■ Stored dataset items
BEGIN

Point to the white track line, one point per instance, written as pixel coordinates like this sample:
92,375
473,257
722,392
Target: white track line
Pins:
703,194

END

■ ACTIVITY
The records above are to be duplicated word for word.

■ ANSWER SECTION
Point to the white track line, one point per instance, written as pixel coordinates like this sample:
92,375
473,257
722,392
Target: white track line
Pins:
703,194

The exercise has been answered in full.